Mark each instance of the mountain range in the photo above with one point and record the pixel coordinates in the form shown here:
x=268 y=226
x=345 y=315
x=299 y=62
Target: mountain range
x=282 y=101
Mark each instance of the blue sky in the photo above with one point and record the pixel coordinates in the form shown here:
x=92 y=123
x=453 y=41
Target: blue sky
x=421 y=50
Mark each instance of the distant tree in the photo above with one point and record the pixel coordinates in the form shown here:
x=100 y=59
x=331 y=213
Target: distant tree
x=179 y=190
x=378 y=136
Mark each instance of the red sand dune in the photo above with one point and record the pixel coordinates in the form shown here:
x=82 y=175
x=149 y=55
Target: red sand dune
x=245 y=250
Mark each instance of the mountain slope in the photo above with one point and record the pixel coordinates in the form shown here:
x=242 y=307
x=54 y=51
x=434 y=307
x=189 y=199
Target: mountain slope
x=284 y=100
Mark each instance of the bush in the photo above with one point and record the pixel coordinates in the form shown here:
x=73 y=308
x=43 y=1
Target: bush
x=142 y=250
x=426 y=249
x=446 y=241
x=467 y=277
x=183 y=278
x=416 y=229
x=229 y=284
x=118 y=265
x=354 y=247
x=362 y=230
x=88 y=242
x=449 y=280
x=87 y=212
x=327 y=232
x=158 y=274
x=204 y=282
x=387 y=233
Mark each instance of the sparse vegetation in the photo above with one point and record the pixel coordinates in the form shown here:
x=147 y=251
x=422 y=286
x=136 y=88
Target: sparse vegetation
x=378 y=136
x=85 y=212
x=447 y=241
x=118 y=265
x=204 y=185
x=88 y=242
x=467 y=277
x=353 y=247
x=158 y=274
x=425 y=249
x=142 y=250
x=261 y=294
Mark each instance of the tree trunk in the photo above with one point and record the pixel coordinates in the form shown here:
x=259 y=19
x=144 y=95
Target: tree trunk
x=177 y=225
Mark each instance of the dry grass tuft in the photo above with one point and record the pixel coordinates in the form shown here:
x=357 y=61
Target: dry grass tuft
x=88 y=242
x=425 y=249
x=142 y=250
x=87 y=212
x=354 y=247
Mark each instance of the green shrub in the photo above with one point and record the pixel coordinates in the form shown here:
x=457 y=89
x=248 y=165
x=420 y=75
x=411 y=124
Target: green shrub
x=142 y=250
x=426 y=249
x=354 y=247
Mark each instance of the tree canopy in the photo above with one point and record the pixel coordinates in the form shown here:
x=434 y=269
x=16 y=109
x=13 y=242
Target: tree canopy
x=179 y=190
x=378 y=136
+ + + +
*TASK INSTRUCTIONS*
Write out exactly the lines from the line with "Target: dry grass tuft" to the close of the listing above, including both of those lines.

*TASK RESULT*
Target: dry grass tuft
x=88 y=242
x=425 y=249
x=142 y=250
x=87 y=212
x=354 y=247
Mark each instance of the green shrub in the photo above with one point and record the pixel coordinates in the form shown here:
x=457 y=89
x=248 y=165
x=420 y=75
x=411 y=124
Target: green shrub
x=142 y=250
x=426 y=249
x=354 y=247
Mark each instance of the tree canopy in the photo above with one point and record the pixel coordinates in the form shown here:
x=434 y=269
x=16 y=109
x=13 y=242
Target: tree canopy
x=179 y=190
x=378 y=136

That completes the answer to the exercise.